Task material –
▽
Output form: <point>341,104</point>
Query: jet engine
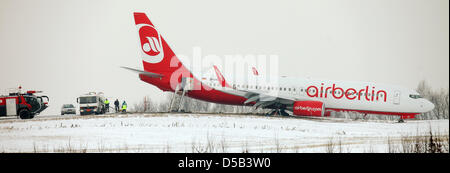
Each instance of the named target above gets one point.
<point>309,108</point>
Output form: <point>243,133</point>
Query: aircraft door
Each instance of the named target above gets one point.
<point>301,91</point>
<point>397,97</point>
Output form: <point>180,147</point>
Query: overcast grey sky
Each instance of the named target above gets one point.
<point>69,47</point>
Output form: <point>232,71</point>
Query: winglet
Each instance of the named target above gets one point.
<point>220,78</point>
<point>149,74</point>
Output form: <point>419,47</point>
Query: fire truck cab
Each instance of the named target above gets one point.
<point>25,105</point>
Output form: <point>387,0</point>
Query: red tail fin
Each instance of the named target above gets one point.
<point>157,56</point>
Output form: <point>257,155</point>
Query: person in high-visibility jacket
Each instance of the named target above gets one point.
<point>124,106</point>
<point>107,105</point>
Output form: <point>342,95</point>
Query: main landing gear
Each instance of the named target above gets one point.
<point>274,112</point>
△
After removing the pictures, set down every record above exactly as it stands.

Solution –
Output form: <point>341,104</point>
Query: jet engine
Each instance of the named target above gets one point.
<point>309,108</point>
Output form: <point>243,133</point>
Query: aircraft door
Each instance of the named target above gets one point.
<point>301,91</point>
<point>397,97</point>
Output form: <point>180,147</point>
Query: overcast grey sky
Each instance of the named target above gets one point.
<point>69,47</point>
Output form: <point>232,71</point>
Query: winglet
Each instance of the named target above gets one point.
<point>220,78</point>
<point>149,74</point>
Output form: <point>419,47</point>
Query: fire truck cab
Each instance of the named target above gets one point.
<point>25,105</point>
Output form: <point>387,0</point>
Query: red tail fin
Each instance of the named target above gets one point.
<point>157,56</point>
Output form: <point>257,155</point>
Query: person in high-visibility jacket
Each instance of the named target above gets one point.
<point>124,106</point>
<point>107,105</point>
Output form: <point>342,95</point>
Query: main landing gear
Each instance of the named target above gets one point.
<point>274,112</point>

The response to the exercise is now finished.